Start

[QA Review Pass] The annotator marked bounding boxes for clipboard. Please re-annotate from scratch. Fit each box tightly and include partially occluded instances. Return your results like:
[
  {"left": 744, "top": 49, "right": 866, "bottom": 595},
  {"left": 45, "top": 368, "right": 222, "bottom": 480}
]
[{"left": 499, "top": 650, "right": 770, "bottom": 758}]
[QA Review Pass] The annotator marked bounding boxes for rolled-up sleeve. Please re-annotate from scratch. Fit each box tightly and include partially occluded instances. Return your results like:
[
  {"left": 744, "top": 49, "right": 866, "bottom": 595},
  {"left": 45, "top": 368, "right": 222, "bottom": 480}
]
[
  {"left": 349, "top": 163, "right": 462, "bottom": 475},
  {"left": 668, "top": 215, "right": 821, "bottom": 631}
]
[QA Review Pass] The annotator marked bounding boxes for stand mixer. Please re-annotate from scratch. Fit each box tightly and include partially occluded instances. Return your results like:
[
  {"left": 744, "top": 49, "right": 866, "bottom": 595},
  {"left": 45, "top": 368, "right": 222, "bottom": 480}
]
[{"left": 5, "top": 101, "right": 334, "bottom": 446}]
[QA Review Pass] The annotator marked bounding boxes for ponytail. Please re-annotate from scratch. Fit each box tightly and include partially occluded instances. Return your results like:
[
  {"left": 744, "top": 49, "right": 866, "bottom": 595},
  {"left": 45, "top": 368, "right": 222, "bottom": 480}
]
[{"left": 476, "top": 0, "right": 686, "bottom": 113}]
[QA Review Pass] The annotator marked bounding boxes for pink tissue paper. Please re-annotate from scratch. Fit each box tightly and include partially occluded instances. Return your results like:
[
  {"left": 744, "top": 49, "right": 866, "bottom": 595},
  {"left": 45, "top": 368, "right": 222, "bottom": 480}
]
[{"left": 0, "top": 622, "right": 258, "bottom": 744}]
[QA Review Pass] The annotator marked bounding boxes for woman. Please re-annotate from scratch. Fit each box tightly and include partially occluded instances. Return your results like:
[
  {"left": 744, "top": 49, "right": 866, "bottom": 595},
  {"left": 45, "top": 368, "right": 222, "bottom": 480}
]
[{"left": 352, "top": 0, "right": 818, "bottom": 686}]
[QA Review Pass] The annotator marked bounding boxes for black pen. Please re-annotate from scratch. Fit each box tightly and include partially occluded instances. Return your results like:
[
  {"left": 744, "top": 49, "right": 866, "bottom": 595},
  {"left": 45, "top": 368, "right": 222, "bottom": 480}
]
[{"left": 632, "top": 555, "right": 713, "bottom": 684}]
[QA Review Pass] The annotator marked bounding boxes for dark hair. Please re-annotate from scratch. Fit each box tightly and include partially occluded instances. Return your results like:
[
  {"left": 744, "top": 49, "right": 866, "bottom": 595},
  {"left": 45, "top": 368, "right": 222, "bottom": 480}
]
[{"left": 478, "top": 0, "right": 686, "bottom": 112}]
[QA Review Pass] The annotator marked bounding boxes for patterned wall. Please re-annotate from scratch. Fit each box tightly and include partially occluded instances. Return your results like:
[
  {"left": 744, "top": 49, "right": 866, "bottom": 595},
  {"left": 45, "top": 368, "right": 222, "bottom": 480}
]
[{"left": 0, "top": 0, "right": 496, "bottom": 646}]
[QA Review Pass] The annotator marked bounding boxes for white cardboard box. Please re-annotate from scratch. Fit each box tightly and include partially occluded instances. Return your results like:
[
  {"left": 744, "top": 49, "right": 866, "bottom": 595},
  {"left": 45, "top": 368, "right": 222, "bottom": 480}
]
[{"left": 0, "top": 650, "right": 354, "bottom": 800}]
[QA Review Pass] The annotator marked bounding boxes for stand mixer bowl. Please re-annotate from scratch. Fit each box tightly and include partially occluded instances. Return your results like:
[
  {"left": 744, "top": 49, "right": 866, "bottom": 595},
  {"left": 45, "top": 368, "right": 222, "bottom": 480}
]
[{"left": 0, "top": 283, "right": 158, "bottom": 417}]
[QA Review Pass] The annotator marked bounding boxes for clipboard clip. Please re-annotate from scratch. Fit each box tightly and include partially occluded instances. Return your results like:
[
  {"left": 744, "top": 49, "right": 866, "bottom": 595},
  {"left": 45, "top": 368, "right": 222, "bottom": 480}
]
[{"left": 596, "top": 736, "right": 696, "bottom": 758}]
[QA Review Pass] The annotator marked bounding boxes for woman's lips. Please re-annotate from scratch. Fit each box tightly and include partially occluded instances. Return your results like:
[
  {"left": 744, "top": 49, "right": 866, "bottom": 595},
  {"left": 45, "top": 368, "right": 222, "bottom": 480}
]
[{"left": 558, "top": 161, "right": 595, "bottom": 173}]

End
Start

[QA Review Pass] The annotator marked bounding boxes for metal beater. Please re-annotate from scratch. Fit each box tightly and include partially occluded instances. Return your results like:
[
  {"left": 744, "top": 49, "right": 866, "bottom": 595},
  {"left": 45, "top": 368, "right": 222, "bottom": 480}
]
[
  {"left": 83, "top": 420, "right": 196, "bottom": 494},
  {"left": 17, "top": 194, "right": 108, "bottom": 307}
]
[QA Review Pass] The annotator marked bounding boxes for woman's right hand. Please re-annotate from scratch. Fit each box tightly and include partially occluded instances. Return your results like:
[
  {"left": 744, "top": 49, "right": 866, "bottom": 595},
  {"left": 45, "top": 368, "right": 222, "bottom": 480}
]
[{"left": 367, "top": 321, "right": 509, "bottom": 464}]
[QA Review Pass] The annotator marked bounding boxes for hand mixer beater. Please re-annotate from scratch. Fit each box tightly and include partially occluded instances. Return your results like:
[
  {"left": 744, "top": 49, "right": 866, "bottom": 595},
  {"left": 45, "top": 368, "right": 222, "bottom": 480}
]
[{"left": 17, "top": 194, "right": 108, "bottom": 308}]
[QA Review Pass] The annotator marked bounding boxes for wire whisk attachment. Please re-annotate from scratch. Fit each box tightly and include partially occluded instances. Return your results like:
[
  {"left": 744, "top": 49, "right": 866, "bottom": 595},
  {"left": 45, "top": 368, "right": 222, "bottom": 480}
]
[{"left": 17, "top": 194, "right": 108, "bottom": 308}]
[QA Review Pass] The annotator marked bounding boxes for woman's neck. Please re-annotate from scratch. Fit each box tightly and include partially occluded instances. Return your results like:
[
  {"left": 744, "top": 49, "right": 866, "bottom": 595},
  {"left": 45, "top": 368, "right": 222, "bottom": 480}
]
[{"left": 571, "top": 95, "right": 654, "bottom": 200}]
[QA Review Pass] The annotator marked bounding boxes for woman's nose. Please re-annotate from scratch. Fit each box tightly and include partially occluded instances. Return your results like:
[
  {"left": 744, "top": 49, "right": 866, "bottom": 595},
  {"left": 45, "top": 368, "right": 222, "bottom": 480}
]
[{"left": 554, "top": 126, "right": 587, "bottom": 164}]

End
Start

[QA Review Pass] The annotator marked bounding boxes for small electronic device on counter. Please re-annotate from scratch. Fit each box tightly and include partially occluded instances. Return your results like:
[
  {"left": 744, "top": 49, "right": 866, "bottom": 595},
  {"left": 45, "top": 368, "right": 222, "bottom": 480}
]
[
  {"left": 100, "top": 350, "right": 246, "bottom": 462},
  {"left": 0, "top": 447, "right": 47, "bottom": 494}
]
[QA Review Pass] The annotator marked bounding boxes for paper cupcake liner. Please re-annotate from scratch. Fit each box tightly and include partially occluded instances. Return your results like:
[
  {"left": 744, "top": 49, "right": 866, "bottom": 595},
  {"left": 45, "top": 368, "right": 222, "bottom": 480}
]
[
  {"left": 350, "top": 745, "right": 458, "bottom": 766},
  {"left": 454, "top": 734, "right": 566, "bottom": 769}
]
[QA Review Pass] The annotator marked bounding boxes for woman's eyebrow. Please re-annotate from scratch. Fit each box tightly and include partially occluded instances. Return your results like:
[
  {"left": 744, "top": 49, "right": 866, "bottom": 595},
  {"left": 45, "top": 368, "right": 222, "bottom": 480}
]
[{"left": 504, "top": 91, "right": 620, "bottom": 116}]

End

WRITTEN TASK:
Which lines above contain the word "beater"? Extract every one of them in full.

CORRECT ANSWER:
[QA Review Pass] The annotator marked bounding boxes for metal beater. Please re-annotate from scratch. Fit each box tightly and include partially occluded instances. Return your results like:
[QA Review Pass] The annotator marked bounding boxes for hand mixer beater. Please re-annotate from scratch. Fit each box tightly and include partially occluded instances. Return your results like:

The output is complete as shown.